▶ _Records to use_:
[Start of section]

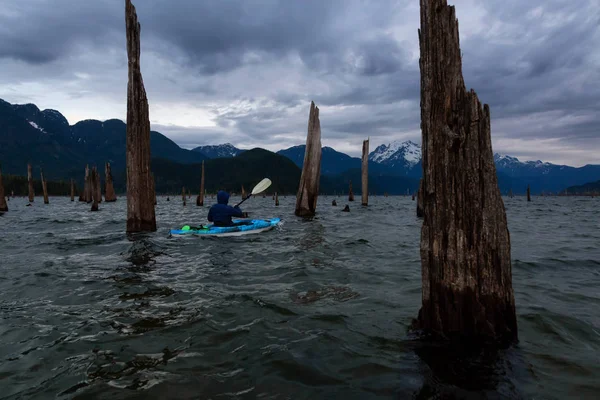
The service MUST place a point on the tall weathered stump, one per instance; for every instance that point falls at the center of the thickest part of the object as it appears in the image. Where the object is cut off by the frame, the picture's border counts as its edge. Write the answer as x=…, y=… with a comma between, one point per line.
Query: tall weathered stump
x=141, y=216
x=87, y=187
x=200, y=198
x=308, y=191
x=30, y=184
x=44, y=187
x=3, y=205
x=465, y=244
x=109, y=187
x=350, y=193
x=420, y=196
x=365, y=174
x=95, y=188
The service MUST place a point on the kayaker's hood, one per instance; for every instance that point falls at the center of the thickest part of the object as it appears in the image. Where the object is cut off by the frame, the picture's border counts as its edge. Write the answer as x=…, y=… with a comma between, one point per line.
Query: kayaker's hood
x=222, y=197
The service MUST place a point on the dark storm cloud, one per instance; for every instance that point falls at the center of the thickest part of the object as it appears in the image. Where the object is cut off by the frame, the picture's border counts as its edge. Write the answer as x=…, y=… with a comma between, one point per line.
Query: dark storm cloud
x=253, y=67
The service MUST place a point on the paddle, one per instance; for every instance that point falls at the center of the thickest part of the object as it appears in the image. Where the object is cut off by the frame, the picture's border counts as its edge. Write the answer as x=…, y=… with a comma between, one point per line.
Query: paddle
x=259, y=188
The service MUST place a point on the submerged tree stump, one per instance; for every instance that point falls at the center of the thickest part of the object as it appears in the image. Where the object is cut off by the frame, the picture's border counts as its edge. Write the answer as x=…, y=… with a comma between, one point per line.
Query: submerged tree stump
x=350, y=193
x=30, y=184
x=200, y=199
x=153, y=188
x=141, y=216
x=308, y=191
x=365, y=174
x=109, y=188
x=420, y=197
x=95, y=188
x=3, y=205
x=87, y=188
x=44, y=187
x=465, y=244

[End of section]

▶ _Assigned task_: The images are to be left out; every line above should be set down exactly.

▶ _Solution to this problem_:
The service MUST place a point on the tall weathered stump, one per instance; for every instance that point falls at the center of the thickest part of the object as it appears in the image. Where the object is cut off by the frame, the picture's border counts as its edge. Write the answer as x=…, y=… with a comma between, one point per line.
Query: tall weathered stump
x=141, y=216
x=87, y=187
x=200, y=198
x=308, y=191
x=30, y=184
x=44, y=187
x=3, y=205
x=465, y=244
x=109, y=187
x=350, y=193
x=420, y=196
x=365, y=174
x=95, y=188
The service MUST place a point on the kayaker's hood, one per instance; for every instance that point falls at the center of the thickest part of the object as it appears in the image. Where the object is cut off by the frame, the picture's border counts as its edge. Write the answer as x=…, y=… with a comma between, one point per line.
Query: kayaker's hood
x=222, y=197
The service MUST place a point on the dark storm cloud, one per instance; for every instance that point falls at the center of the thickest part of the object as it appears in the image. Where the object is cut off by the frame, the picture's border counts as its edge. Write the answer as x=…, y=… with a comma between, one point per line.
Query: dark storm cloud
x=253, y=67
The service MUST place a point on the paddle, one per instance; for every instance that point falls at the center of the thickest part of the object as it appears in the image. Where the object is cut off by the frame, the picture's border counts as its edge. Write the answer as x=…, y=… with a comma between, one point per line.
Query: paddle
x=259, y=188
The service MUST place a point on the submerged tree stump, one per instance; for every instance that point falls at the center of the thickest part of the object as it appears in the image. Where the object is cut off by the frame, the picture's border counts as its edge. Write the answer as x=…, y=… with a comma between, one point per line.
Query: submerged tree stump
x=350, y=193
x=30, y=184
x=200, y=199
x=153, y=188
x=141, y=216
x=308, y=191
x=365, y=174
x=109, y=188
x=420, y=197
x=95, y=188
x=3, y=205
x=87, y=188
x=44, y=187
x=465, y=244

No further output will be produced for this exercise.